→ Goal of the exercise
List every line in the rows below that contains the string "practice". Case counts.

→ Exercise materials

-=-=-

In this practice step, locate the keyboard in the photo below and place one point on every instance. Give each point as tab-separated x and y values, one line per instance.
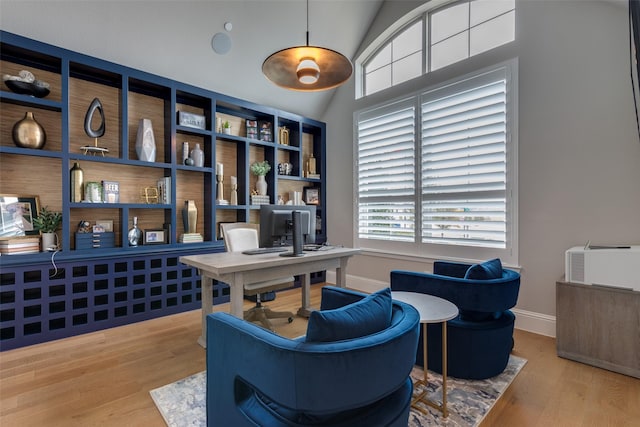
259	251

-=-=-

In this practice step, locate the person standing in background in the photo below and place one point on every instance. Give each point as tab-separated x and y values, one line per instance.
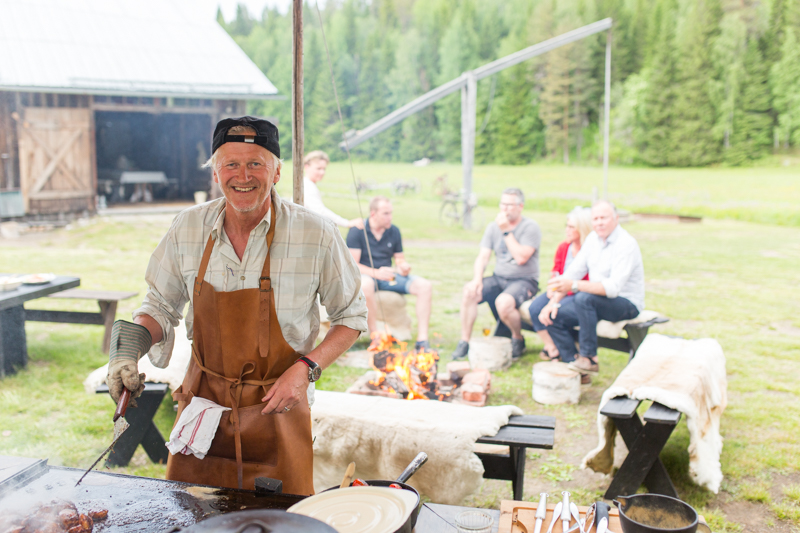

-=-=-

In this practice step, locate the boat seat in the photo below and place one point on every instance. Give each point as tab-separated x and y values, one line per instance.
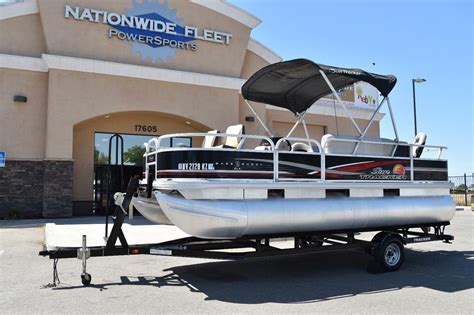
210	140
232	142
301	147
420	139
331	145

-=-=-

→ Response to this task
In this practice step, locate the keyboard in the photo below and place one point on every instance. Give each point as tab-separated x and y values, one line per instance.
In this practice step, locate the person standing in background in the photo below and place one point on every instance. Give each point as tab-separated x and y values, one line per instance.
In this practice step, locate the boat seat in the photo below and place one point on every instance. Give each point as tab-separated x and y values, one line per instance.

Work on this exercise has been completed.